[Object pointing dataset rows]

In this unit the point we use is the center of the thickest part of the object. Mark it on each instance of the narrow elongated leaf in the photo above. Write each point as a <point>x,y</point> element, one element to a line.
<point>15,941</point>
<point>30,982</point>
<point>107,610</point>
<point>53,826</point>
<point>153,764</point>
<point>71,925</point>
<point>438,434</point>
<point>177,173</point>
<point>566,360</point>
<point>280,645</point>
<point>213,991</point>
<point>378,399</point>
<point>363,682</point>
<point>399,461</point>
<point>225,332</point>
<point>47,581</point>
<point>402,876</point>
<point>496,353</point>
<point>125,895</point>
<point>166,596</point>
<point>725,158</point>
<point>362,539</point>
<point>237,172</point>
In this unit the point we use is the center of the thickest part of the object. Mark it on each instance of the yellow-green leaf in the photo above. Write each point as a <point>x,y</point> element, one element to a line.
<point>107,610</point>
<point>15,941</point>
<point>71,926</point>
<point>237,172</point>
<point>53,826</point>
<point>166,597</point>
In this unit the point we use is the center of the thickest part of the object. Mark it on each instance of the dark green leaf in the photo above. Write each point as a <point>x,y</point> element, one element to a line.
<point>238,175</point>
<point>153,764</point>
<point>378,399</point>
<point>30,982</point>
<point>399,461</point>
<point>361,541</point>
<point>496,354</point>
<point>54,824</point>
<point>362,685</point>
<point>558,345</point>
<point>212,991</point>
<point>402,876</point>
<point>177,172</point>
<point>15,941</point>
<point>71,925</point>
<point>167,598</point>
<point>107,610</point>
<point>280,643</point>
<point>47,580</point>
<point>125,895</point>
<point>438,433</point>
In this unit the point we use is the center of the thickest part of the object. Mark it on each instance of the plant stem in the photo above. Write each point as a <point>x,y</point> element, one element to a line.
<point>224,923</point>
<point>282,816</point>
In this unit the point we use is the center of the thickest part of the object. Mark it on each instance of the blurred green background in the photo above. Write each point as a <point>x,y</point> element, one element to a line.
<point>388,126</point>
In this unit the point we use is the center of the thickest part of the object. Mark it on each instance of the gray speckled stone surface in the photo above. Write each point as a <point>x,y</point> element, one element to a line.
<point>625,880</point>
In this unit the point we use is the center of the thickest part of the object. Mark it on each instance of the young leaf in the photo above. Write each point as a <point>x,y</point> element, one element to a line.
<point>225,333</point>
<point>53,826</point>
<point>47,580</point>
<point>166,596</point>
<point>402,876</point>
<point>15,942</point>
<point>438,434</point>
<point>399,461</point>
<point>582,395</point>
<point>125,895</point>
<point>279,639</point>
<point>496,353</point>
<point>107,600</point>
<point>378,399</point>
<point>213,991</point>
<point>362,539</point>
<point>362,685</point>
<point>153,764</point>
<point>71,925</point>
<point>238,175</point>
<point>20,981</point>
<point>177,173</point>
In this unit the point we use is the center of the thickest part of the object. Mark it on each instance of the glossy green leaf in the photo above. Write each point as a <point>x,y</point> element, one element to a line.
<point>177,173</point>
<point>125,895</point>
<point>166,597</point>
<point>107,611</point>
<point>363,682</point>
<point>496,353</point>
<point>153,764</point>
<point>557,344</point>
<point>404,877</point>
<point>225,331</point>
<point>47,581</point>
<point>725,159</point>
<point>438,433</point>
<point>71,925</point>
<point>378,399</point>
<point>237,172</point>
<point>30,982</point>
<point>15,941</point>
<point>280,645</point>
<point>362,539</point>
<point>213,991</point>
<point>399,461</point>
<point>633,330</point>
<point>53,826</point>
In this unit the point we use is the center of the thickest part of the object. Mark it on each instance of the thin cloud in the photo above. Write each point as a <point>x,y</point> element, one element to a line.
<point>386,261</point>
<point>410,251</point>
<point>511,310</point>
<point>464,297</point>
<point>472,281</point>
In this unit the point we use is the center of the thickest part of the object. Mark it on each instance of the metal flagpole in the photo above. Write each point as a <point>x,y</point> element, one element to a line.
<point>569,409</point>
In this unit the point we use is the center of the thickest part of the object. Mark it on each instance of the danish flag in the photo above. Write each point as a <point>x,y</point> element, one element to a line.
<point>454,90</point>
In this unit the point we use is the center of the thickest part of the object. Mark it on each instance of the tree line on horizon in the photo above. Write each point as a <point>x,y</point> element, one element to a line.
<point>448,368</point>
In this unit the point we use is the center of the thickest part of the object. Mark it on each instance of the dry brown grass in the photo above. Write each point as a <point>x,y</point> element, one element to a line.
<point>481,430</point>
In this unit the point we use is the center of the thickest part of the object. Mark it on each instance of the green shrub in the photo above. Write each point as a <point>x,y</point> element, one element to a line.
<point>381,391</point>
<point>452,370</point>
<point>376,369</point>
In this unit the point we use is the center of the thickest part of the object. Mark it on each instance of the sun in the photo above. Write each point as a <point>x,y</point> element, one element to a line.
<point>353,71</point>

Problem to work on.
Repeat every one of the records above word for word, keeping each line as it is.

Written response.
In this unit the point we use is the center of the thickest part of the object. Mark it on each instance of the narrow elongated leaf in the photo above. Write each point as a <point>x,y</point> element, one element to a line.
<point>15,941</point>
<point>30,982</point>
<point>107,610</point>
<point>53,826</point>
<point>153,764</point>
<point>71,925</point>
<point>438,434</point>
<point>177,173</point>
<point>566,360</point>
<point>280,645</point>
<point>213,991</point>
<point>378,399</point>
<point>363,682</point>
<point>399,461</point>
<point>225,332</point>
<point>47,581</point>
<point>402,876</point>
<point>496,353</point>
<point>125,895</point>
<point>166,596</point>
<point>725,158</point>
<point>362,539</point>
<point>237,172</point>
In this unit the point we use is the center of the thickest part of the object. Mark it on each instance of the yellow-green leaf in the photo above. Write each point as a <point>x,y</point> element, one element to a line.
<point>107,610</point>
<point>15,941</point>
<point>71,926</point>
<point>237,172</point>
<point>53,826</point>
<point>166,597</point>
In this unit the point we use is the center of the thickest part of the object. Mark it on each instance of the dark green leaf in the photo above. Write each point as a <point>x,y</point> element, one element to a line.
<point>238,175</point>
<point>153,764</point>
<point>378,399</point>
<point>30,982</point>
<point>399,461</point>
<point>361,541</point>
<point>496,354</point>
<point>54,824</point>
<point>362,685</point>
<point>558,345</point>
<point>212,991</point>
<point>402,876</point>
<point>177,172</point>
<point>15,941</point>
<point>71,925</point>
<point>167,598</point>
<point>107,610</point>
<point>280,643</point>
<point>47,580</point>
<point>125,895</point>
<point>438,433</point>
In this unit the point we use is the center of the thickest part of the object. Mark it on each instance of the plant stem in the photo above. Write each point as a <point>x,y</point> element, one element to a line.
<point>224,923</point>
<point>282,816</point>
In this unit the point we use is the center of the thickest part of the object. Mark it on each instance of the blurred green background in the photo above. Write each point as a <point>x,y</point> element, one element to a line.
<point>388,126</point>
In this unit the point we use is the center of the thickest part of the object. Mark it on each instance of the gray speckled stone surface in the photo above. Write each point as a <point>x,y</point> element, one element to a line.
<point>625,880</point>
In this unit the point we use is the center of the thickest part of the object. Mark it on each instance of the young leaf in the photo above. Write each point as a <point>x,y</point> element, one element to a line.
<point>225,333</point>
<point>53,826</point>
<point>47,580</point>
<point>166,596</point>
<point>402,876</point>
<point>15,942</point>
<point>438,434</point>
<point>399,461</point>
<point>582,395</point>
<point>125,895</point>
<point>279,639</point>
<point>496,353</point>
<point>107,600</point>
<point>378,399</point>
<point>213,991</point>
<point>362,539</point>
<point>362,685</point>
<point>153,764</point>
<point>71,925</point>
<point>238,175</point>
<point>20,981</point>
<point>177,173</point>
In this unit the point we use is the center of the thickest part of the object. Mark it on each instance of the glossy green leaf in the photo above. Write each point as a <point>x,y</point> element, one element to a line.
<point>177,173</point>
<point>125,895</point>
<point>166,597</point>
<point>107,611</point>
<point>363,682</point>
<point>496,353</point>
<point>153,764</point>
<point>557,344</point>
<point>404,877</point>
<point>225,331</point>
<point>47,581</point>
<point>725,159</point>
<point>438,433</point>
<point>71,925</point>
<point>378,399</point>
<point>237,172</point>
<point>30,982</point>
<point>15,941</point>
<point>280,645</point>
<point>362,539</point>
<point>213,991</point>
<point>399,461</point>
<point>633,330</point>
<point>53,826</point>
In this unit the point we use is the center of the thickest part of the object. Mark it on each instance of the thin cloud in the photo above. Write each point as a <point>x,y</point> element, one element to a line.
<point>386,261</point>
<point>410,251</point>
<point>511,310</point>
<point>464,297</point>
<point>472,281</point>
In this unit the point we use is the center of the thickest part of the object. Mark it on each instance of the metal flagpole in the photo above. Write each point as a <point>x,y</point> element, one element to a line.
<point>569,409</point>
In this unit the point we use is the center of the thickest part of the object. Mark it on each instance of the danish flag in the photo above. Write each point as a <point>x,y</point> element, one element to a line.
<point>454,90</point>
In this unit the point we use is the center of the thickest part of the object. Mark it on each instance of the tree line on horizon in the photo above. Write each point as a <point>x,y</point> element, one element to a line.
<point>448,368</point>
In this unit the point we use is the center of the thickest part of the object. Mark it on each instance of the dry brown grass in the photo above. Write each point as a <point>x,y</point> element, one element to a line.
<point>481,430</point>
In this unit the point we use is the center of the thickest part of the object. Mark it on each instance of the green shrub in the photo above. Write each point as a <point>x,y</point> element, one element to a line.
<point>381,391</point>
<point>452,370</point>
<point>376,369</point>
In this unit the point we use is the center of the thickest part of the object. Mark it on each instance of the sun in the photo above. Write each point as a <point>x,y</point> element, one element to a line.
<point>353,71</point>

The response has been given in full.